** Task brief **
Starting at the line that contains "find the pale blue sky" and continuing through the last of the rows, rewrite each line as an item in a numbered list, skipping any blank lines.

─── Records supplied

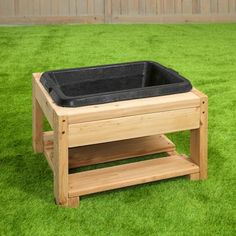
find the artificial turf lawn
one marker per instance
(206, 54)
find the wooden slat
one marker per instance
(60, 160)
(132, 126)
(199, 138)
(129, 174)
(119, 150)
(37, 122)
(133, 6)
(105, 152)
(43, 99)
(131, 107)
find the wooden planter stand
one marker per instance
(114, 131)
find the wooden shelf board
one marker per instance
(99, 180)
(112, 151)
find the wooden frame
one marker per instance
(114, 131)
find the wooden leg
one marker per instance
(73, 202)
(198, 140)
(194, 176)
(37, 124)
(61, 170)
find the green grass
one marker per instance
(206, 54)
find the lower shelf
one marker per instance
(99, 180)
(106, 152)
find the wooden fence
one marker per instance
(116, 11)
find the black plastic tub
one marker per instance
(110, 83)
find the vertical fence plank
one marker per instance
(178, 6)
(116, 8)
(205, 7)
(142, 7)
(169, 6)
(232, 6)
(82, 8)
(108, 11)
(54, 7)
(72, 7)
(160, 7)
(63, 9)
(196, 7)
(7, 8)
(151, 7)
(99, 7)
(23, 8)
(90, 7)
(45, 8)
(214, 6)
(124, 7)
(187, 6)
(223, 6)
(133, 7)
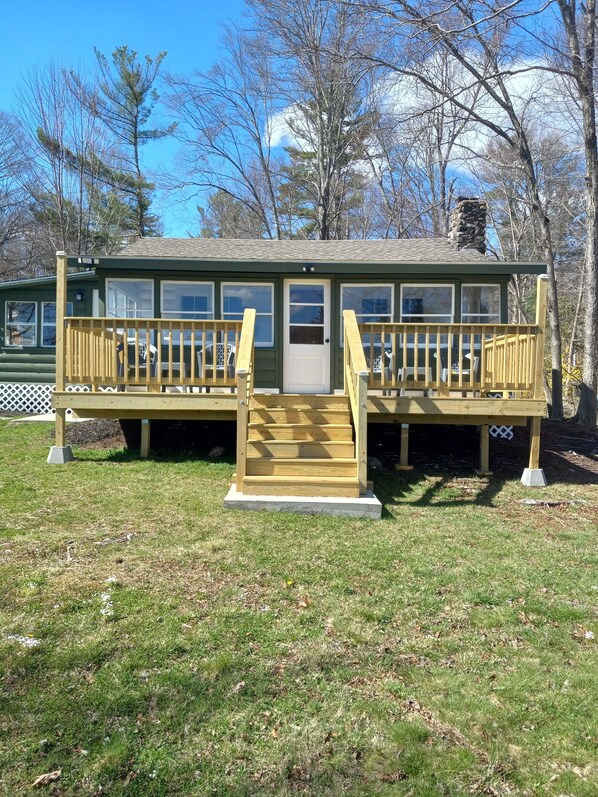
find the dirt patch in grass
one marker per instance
(97, 433)
(568, 452)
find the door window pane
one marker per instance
(21, 324)
(238, 297)
(310, 314)
(480, 304)
(313, 336)
(306, 294)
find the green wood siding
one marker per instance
(33, 364)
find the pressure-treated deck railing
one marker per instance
(151, 352)
(356, 375)
(245, 383)
(481, 358)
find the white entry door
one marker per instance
(306, 366)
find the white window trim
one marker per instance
(450, 285)
(185, 313)
(270, 285)
(480, 315)
(128, 279)
(357, 315)
(42, 325)
(8, 323)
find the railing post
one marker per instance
(242, 419)
(59, 452)
(541, 300)
(245, 378)
(361, 431)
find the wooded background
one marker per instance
(335, 119)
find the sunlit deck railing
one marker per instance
(151, 352)
(476, 358)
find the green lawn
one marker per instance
(153, 644)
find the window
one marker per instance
(480, 304)
(188, 300)
(21, 324)
(372, 303)
(433, 304)
(49, 322)
(129, 298)
(237, 297)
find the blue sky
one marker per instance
(37, 32)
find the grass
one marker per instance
(184, 650)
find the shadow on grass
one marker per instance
(432, 489)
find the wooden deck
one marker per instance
(154, 369)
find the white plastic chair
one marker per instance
(225, 354)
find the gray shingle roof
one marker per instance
(406, 250)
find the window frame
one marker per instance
(357, 315)
(35, 325)
(450, 285)
(69, 313)
(129, 279)
(271, 315)
(496, 285)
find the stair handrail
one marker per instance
(245, 383)
(356, 376)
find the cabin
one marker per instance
(303, 344)
(28, 336)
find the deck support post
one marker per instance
(59, 452)
(533, 475)
(145, 437)
(484, 469)
(404, 459)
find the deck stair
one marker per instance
(300, 445)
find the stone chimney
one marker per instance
(467, 224)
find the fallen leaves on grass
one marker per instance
(46, 779)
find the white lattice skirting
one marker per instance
(33, 398)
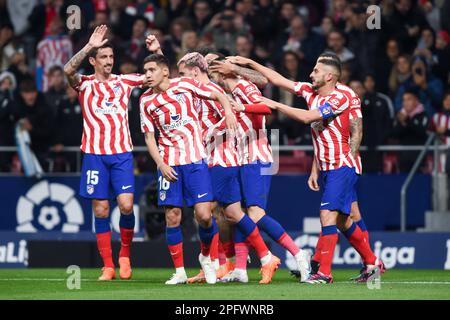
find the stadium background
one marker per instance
(43, 215)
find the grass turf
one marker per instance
(149, 284)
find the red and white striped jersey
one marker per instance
(355, 113)
(331, 136)
(174, 113)
(220, 147)
(105, 113)
(51, 51)
(439, 120)
(253, 144)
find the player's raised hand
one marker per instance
(312, 182)
(96, 40)
(270, 103)
(230, 121)
(168, 172)
(152, 43)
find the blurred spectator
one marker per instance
(201, 16)
(305, 43)
(441, 68)
(336, 44)
(35, 116)
(363, 42)
(429, 87)
(57, 88)
(263, 22)
(440, 123)
(54, 49)
(410, 128)
(189, 42)
(405, 23)
(120, 21)
(224, 30)
(68, 131)
(7, 87)
(135, 47)
(378, 120)
(386, 72)
(41, 18)
(325, 27)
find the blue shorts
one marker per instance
(339, 189)
(193, 186)
(255, 186)
(106, 176)
(225, 184)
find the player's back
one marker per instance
(105, 113)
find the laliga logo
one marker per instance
(45, 201)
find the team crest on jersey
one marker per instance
(181, 98)
(90, 189)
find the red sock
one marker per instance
(286, 242)
(176, 253)
(241, 250)
(222, 256)
(126, 237)
(104, 247)
(257, 242)
(359, 242)
(319, 245)
(327, 253)
(366, 235)
(214, 251)
(228, 248)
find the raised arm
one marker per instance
(305, 116)
(167, 172)
(226, 67)
(356, 130)
(271, 75)
(96, 40)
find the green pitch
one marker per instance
(149, 284)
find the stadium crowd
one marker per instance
(400, 71)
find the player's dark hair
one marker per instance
(94, 51)
(333, 63)
(159, 59)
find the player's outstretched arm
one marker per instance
(356, 129)
(305, 116)
(96, 40)
(167, 171)
(273, 76)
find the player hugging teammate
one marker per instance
(213, 154)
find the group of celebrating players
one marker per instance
(206, 132)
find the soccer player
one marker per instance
(223, 161)
(355, 122)
(106, 144)
(170, 105)
(255, 175)
(329, 118)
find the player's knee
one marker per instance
(173, 217)
(101, 210)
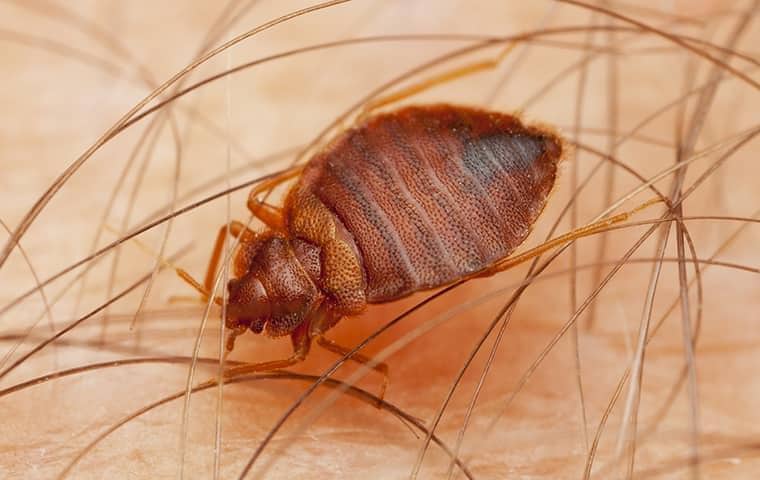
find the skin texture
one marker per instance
(59, 100)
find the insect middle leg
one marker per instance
(270, 215)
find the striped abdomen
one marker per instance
(427, 195)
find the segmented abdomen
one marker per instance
(431, 194)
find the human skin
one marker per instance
(58, 102)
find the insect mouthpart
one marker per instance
(248, 304)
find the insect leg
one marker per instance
(381, 368)
(585, 231)
(269, 214)
(301, 343)
(445, 77)
(236, 229)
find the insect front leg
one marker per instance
(322, 322)
(301, 340)
(234, 228)
(381, 368)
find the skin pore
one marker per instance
(73, 70)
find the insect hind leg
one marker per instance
(585, 231)
(439, 79)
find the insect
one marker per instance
(409, 200)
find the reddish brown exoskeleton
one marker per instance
(409, 200)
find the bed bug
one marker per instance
(409, 200)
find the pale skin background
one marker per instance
(70, 73)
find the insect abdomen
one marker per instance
(431, 194)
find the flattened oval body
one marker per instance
(426, 195)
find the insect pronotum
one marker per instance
(409, 200)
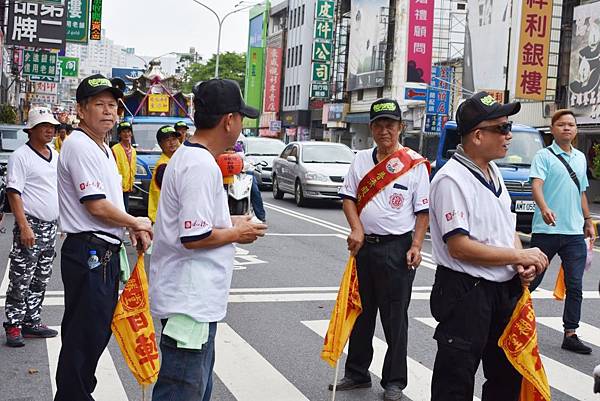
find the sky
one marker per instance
(155, 27)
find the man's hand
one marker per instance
(413, 257)
(589, 231)
(549, 217)
(527, 275)
(355, 240)
(248, 232)
(532, 257)
(142, 224)
(27, 236)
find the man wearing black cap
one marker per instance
(385, 194)
(193, 247)
(93, 216)
(126, 158)
(182, 130)
(481, 264)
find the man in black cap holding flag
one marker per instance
(481, 265)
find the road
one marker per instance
(283, 290)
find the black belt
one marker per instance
(93, 239)
(382, 239)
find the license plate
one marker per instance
(525, 206)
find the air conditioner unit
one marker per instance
(549, 109)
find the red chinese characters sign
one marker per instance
(420, 36)
(534, 48)
(272, 79)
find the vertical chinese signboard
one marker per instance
(272, 79)
(420, 39)
(36, 25)
(78, 12)
(96, 20)
(534, 46)
(322, 49)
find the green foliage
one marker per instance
(231, 66)
(8, 114)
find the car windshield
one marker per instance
(264, 148)
(327, 154)
(144, 136)
(523, 147)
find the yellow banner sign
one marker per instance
(158, 103)
(534, 49)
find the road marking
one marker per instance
(419, 376)
(109, 387)
(246, 374)
(4, 283)
(561, 377)
(586, 332)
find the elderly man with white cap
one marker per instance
(33, 197)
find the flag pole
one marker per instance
(337, 366)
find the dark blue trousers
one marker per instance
(90, 300)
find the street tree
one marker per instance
(232, 65)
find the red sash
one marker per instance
(385, 172)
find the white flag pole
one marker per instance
(337, 366)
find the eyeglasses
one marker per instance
(503, 129)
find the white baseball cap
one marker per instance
(40, 115)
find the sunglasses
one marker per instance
(503, 129)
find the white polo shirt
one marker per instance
(193, 282)
(462, 202)
(34, 177)
(393, 209)
(87, 172)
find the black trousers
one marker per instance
(90, 300)
(472, 314)
(385, 284)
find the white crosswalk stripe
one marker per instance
(561, 377)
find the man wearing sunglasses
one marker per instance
(481, 264)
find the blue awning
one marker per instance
(357, 118)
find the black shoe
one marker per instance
(349, 384)
(38, 331)
(392, 393)
(14, 338)
(574, 344)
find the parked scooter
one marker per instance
(239, 192)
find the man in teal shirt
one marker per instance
(562, 217)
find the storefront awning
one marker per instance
(357, 118)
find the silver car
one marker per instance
(311, 170)
(263, 151)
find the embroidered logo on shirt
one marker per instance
(396, 201)
(189, 224)
(394, 165)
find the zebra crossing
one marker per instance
(249, 376)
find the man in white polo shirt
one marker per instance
(33, 199)
(481, 264)
(387, 252)
(192, 258)
(94, 218)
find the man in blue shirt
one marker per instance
(562, 217)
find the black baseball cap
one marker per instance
(164, 132)
(385, 108)
(95, 84)
(481, 107)
(180, 124)
(123, 125)
(221, 96)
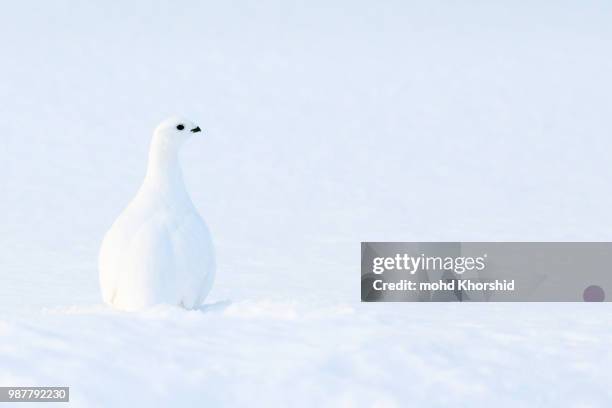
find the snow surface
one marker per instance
(325, 124)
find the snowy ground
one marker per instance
(325, 125)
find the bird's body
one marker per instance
(159, 250)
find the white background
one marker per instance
(325, 124)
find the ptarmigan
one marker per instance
(159, 250)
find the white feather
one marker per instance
(159, 249)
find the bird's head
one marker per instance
(175, 131)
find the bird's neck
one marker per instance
(164, 170)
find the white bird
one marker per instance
(159, 250)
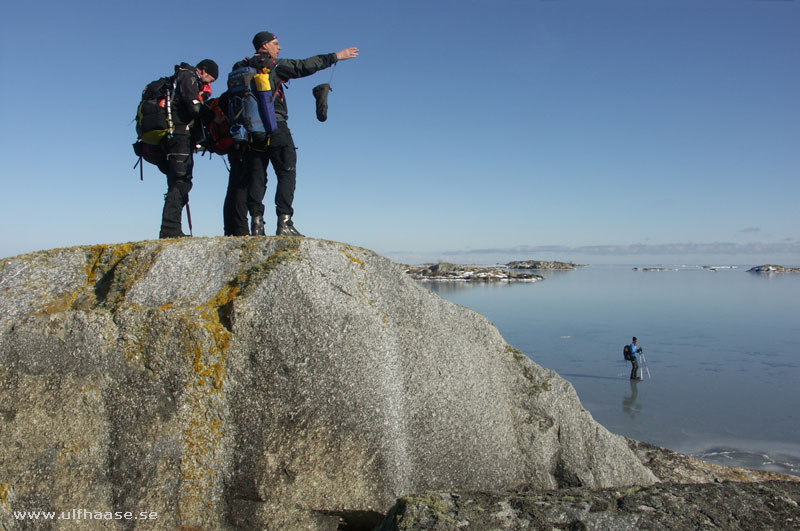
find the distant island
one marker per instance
(771, 268)
(538, 264)
(456, 272)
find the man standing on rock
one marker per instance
(192, 86)
(248, 184)
(635, 351)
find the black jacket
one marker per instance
(186, 105)
(282, 70)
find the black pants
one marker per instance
(635, 368)
(247, 182)
(178, 169)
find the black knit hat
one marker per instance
(262, 37)
(209, 66)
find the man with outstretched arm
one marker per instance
(247, 185)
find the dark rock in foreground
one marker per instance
(540, 264)
(267, 383)
(447, 271)
(666, 506)
(771, 268)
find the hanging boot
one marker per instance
(286, 227)
(257, 226)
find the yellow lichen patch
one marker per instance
(353, 258)
(206, 344)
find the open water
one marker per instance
(722, 349)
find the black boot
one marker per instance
(257, 226)
(286, 227)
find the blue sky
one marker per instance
(613, 131)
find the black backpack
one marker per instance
(626, 353)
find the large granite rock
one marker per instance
(266, 383)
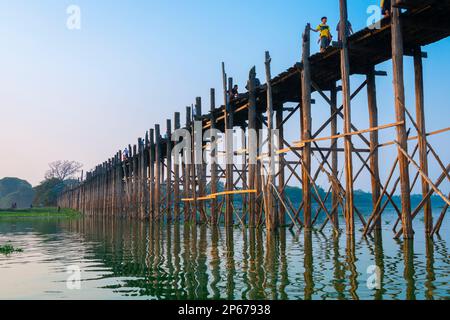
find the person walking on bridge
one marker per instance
(325, 34)
(386, 8)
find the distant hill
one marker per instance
(14, 190)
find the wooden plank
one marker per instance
(423, 154)
(399, 98)
(306, 128)
(345, 75)
(373, 122)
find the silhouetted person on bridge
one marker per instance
(386, 8)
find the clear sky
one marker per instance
(83, 95)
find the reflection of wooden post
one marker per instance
(157, 194)
(373, 123)
(420, 119)
(334, 158)
(271, 215)
(151, 184)
(176, 168)
(399, 96)
(306, 128)
(345, 75)
(252, 145)
(169, 171)
(213, 156)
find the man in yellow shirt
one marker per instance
(325, 34)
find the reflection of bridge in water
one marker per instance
(199, 262)
(152, 185)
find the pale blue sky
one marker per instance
(83, 95)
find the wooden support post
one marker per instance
(142, 179)
(281, 174)
(200, 169)
(229, 150)
(271, 215)
(213, 155)
(176, 168)
(157, 193)
(151, 184)
(399, 97)
(169, 171)
(334, 158)
(252, 145)
(135, 182)
(373, 123)
(187, 169)
(306, 128)
(345, 75)
(420, 119)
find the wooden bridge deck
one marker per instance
(135, 187)
(425, 22)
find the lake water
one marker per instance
(122, 259)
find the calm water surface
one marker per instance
(122, 259)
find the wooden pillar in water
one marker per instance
(252, 146)
(229, 150)
(169, 171)
(213, 155)
(334, 158)
(420, 120)
(157, 191)
(399, 96)
(271, 214)
(281, 175)
(198, 136)
(306, 128)
(151, 184)
(136, 183)
(348, 148)
(373, 123)
(187, 170)
(176, 168)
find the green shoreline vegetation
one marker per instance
(39, 213)
(8, 249)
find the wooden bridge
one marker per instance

──────

** Exercise response **
1. find the pale blue sky
2. one marker per instance
3. (83, 95)
4. find the wooden support post
5. one marker per instance
6. (142, 179)
7. (281, 174)
8. (200, 169)
9. (229, 150)
10. (271, 215)
11. (213, 155)
12. (176, 168)
13. (157, 193)
14. (151, 184)
15. (399, 97)
16. (169, 171)
17. (334, 158)
18. (252, 145)
19. (135, 182)
20. (373, 123)
21. (187, 169)
22. (306, 128)
23. (345, 75)
24. (420, 119)
25. find the wooden bridge deck
26. one marker per instance
27. (135, 187)
28. (425, 22)
29. find the lake water
30. one marker per instance
31. (122, 259)
32. find the calm water surface
33. one marker per instance
34. (122, 259)
35. find the wooden pillar in water
36. one marker per instance
37. (252, 146)
38. (229, 150)
39. (169, 171)
40. (213, 155)
41. (334, 158)
42. (420, 120)
43. (157, 191)
44. (399, 96)
45. (271, 214)
46. (281, 175)
47. (198, 136)
48. (306, 128)
49. (151, 184)
50. (136, 183)
51. (348, 148)
52. (373, 123)
53. (187, 170)
54. (176, 168)
55. find the green shoreline vegetation
56. one marker per instance
57. (39, 213)
58. (8, 249)
59. find the wooden bridge
60. one marker per instance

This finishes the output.